_TASK OBJECTIVE_. Rewrite the rows from the line with "target | tree" up to and including the line with "(1172, 388)", keeping every request line, and decrease each point coordinate in the answers by 132.

----- DATASET -----

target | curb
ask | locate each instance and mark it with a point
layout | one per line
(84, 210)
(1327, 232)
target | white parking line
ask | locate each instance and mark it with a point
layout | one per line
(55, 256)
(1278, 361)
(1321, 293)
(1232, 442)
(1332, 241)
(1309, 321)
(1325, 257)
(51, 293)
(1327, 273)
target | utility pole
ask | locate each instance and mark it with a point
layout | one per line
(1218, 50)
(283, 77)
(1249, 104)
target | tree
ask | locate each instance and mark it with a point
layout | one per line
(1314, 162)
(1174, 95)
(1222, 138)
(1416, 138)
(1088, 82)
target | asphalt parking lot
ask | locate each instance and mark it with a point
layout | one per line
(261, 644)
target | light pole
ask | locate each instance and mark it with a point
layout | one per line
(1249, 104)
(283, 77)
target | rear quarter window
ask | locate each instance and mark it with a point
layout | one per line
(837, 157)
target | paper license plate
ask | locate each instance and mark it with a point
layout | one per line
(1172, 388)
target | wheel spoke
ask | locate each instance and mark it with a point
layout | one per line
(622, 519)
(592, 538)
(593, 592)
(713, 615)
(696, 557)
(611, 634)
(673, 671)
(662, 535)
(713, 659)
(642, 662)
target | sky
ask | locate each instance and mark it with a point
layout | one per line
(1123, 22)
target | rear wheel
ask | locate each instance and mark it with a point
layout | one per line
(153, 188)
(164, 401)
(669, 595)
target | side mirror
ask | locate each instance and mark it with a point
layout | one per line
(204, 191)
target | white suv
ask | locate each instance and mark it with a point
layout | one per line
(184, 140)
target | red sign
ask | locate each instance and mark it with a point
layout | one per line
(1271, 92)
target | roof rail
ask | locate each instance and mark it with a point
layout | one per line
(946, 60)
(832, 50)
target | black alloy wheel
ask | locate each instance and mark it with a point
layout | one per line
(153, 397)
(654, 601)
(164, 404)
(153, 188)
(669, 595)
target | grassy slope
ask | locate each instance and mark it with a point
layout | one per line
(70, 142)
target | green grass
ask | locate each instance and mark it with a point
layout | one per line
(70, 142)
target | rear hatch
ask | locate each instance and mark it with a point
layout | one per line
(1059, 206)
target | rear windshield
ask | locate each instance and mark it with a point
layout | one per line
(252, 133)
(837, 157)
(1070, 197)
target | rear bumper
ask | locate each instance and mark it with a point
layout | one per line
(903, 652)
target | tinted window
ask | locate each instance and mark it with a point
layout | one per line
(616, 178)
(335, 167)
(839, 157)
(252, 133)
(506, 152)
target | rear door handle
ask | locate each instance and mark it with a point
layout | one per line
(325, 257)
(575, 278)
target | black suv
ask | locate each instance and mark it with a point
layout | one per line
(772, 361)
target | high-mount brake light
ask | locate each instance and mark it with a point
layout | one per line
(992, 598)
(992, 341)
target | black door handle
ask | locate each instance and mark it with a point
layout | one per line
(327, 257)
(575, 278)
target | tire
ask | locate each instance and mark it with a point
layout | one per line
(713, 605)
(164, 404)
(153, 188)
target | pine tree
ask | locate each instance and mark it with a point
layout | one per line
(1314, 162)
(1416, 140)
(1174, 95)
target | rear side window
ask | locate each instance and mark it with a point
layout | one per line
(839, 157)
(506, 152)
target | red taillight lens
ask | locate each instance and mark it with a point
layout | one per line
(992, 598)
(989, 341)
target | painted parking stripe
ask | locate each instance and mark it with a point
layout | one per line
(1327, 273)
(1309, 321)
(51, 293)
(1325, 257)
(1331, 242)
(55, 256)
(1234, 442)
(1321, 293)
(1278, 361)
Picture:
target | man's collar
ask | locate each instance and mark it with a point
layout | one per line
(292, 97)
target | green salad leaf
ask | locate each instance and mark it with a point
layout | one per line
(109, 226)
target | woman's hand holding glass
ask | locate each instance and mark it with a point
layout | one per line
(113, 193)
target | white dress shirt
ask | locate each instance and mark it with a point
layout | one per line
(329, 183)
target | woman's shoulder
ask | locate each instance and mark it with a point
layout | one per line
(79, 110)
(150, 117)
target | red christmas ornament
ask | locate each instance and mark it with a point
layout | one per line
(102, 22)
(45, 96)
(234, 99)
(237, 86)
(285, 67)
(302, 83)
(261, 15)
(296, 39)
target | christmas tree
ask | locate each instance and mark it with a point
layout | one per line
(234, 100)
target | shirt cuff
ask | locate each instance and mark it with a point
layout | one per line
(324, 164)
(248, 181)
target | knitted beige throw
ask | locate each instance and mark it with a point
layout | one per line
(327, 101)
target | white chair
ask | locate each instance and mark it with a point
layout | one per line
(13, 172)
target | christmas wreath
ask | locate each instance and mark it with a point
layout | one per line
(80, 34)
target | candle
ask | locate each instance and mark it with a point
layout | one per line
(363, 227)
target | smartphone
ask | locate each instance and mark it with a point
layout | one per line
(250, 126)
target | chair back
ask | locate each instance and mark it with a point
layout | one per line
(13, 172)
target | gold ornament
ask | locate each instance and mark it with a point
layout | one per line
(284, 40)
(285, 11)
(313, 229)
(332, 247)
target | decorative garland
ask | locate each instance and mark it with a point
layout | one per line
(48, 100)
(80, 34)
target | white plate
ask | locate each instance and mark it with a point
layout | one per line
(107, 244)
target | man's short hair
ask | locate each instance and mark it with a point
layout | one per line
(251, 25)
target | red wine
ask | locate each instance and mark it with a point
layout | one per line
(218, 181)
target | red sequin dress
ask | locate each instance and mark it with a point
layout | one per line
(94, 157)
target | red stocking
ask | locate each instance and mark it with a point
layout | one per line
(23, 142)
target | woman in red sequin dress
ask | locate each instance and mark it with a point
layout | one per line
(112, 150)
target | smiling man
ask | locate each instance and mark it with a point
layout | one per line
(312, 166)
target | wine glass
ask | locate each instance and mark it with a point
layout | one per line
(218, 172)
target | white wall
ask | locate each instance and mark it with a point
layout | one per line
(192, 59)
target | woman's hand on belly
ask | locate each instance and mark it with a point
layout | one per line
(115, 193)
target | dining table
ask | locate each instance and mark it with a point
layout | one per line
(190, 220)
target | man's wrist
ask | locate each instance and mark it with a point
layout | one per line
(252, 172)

-----

_RESULT_.
target | tree
ask | locate each instance and mark it with a point
layout | one per line
(1182, 30)
(1042, -37)
(1090, 6)
(1284, 6)
(956, -50)
target | asphalt parking lot
ask | locate each instance and mark it with a point
layout | one per line
(129, 512)
target | light pole
ask | locate each instance and mark it with a point
layout | one per line
(1117, -28)
(151, -55)
target | rear quarter window
ask | locate each instance and mark it with a point
layout | one per line
(705, 25)
target | paper license plate
ask | locate each instance and mark it with a point
layout | one per line
(1040, 256)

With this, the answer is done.